Data provided »
───

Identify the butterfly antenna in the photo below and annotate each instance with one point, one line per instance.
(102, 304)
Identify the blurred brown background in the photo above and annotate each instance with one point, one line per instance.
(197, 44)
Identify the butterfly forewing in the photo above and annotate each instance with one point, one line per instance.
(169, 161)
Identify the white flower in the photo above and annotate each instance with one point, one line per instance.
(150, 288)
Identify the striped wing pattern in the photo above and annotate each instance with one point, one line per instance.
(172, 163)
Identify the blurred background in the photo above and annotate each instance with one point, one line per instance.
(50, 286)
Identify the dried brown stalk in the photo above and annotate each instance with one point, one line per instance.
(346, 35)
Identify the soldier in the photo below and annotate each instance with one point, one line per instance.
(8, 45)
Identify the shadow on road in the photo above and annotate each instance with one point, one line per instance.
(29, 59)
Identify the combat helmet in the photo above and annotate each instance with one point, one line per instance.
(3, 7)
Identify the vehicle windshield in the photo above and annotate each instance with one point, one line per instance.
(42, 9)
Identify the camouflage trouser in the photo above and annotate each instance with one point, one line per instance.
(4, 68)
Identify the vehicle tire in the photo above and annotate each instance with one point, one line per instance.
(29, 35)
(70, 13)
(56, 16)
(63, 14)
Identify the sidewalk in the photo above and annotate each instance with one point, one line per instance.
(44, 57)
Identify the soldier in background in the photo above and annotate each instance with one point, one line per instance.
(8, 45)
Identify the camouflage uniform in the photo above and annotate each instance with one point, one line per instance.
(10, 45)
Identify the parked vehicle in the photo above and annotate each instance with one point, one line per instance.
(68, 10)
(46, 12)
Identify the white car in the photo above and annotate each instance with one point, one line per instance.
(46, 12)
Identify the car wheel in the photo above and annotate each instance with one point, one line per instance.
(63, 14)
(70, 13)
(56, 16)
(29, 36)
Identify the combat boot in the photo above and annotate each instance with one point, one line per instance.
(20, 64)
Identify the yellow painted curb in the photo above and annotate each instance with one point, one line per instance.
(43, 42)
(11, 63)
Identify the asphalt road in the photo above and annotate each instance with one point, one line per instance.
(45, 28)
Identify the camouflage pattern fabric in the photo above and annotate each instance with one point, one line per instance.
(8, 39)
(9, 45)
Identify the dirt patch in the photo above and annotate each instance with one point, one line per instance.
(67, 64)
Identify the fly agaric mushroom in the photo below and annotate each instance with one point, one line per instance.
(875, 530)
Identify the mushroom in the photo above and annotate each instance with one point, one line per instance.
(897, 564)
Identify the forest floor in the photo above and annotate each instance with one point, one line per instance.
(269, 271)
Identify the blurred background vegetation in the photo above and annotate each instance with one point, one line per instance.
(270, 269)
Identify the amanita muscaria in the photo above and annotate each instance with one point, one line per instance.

───

Work to complete » Retype every entry word for word.

Task solution »
Identify the butterfly antenna in the photo below and annotate each instance with one point, one line per instance.
(102, 304)
Identify the blurred brown background in the photo above and annotate each instance with one point, one line per instance.
(197, 44)
Identify the butterfly forewing in the photo above and annotate each instance with one point, one line per instance.
(169, 161)
Identify the white flower in the photo above and annotate each instance with one point, one line per instance.
(150, 288)
Identify the striped wing pattern in the photo above and annotate each instance with one point, one line per instance.
(172, 163)
Identify the blurred background in the photo above and annotate each instance with one point, one line per instance.
(50, 286)
Identify the dried brown stalk in the photo above and annotate each instance with one point, one line per instance.
(346, 35)
Identify the soldier in the photo below and annotate each instance with one point, one line per instance.
(8, 45)
Identify the shadow on road in the photo above and annotate each instance with one point, one line per instance.
(29, 59)
Identify the combat helmet in the photo above and annotate each instance with one point, one line per instance.
(3, 7)
Identify the vehicle windshield in the photo above and annotate each instance with one point, one line per instance.
(42, 9)
Identify the camouflage trouser in the photo above and annotate each instance with one point, one line per instance.
(4, 68)
Identify the vehicle tire in the photo above and annotate each instance with one point, one line per instance.
(29, 35)
(70, 13)
(56, 16)
(63, 14)
Identify the sidewalk in the photo above and annotate each instance with one point, one line per instance.
(44, 57)
Identify the soldier in background in the photo above and annotate each instance with one point, one line per instance.
(8, 45)
Identify the camouflage uniform in the photo above and annotate each instance with one point, one line per instance.
(10, 45)
Identify the parked vehicle in the photo above and annotate each instance with one point, one line per instance.
(68, 10)
(46, 12)
Identify the white car in the photo above and annotate each instance with one point, one line per instance.
(46, 12)
Identify the car wheel in the photo above and annotate each instance with one point, one line per instance.
(63, 14)
(70, 13)
(56, 16)
(29, 36)
Identify the combat boot in the photo above and annotate each instance with one point, one line per instance.
(20, 64)
Identify the yellow painted curb in the photo above and annotate each instance with one point, one line per instance.
(43, 42)
(11, 63)
Identify the asphalt road in the photo above and annotate each instance with one point, one line per instance.
(45, 28)
Identify the camouflage pattern fabric in the photo above and annotate each instance with one point, one line per instance.
(8, 39)
(9, 45)
Identify the dirt patch in the photo above and annotate each instance with one point, one line per instance.
(67, 64)
Identify the fly agaric mushroom in the photo below and annotate each instance with one point, one line per instance.
(875, 530)
Identify the mushroom in the photo above and annotate each instance with one point, one line per instance.
(897, 564)
Identify the forest floor in the photo above and annotate each instance with one point, one line per instance.
(269, 271)
Identify the blurred background vegetation in the photo above and annotate each instance with one point, one line per instance.
(270, 269)
Identify the amanita muscaria in the photo above and annotate each instance with one point, one line per instance.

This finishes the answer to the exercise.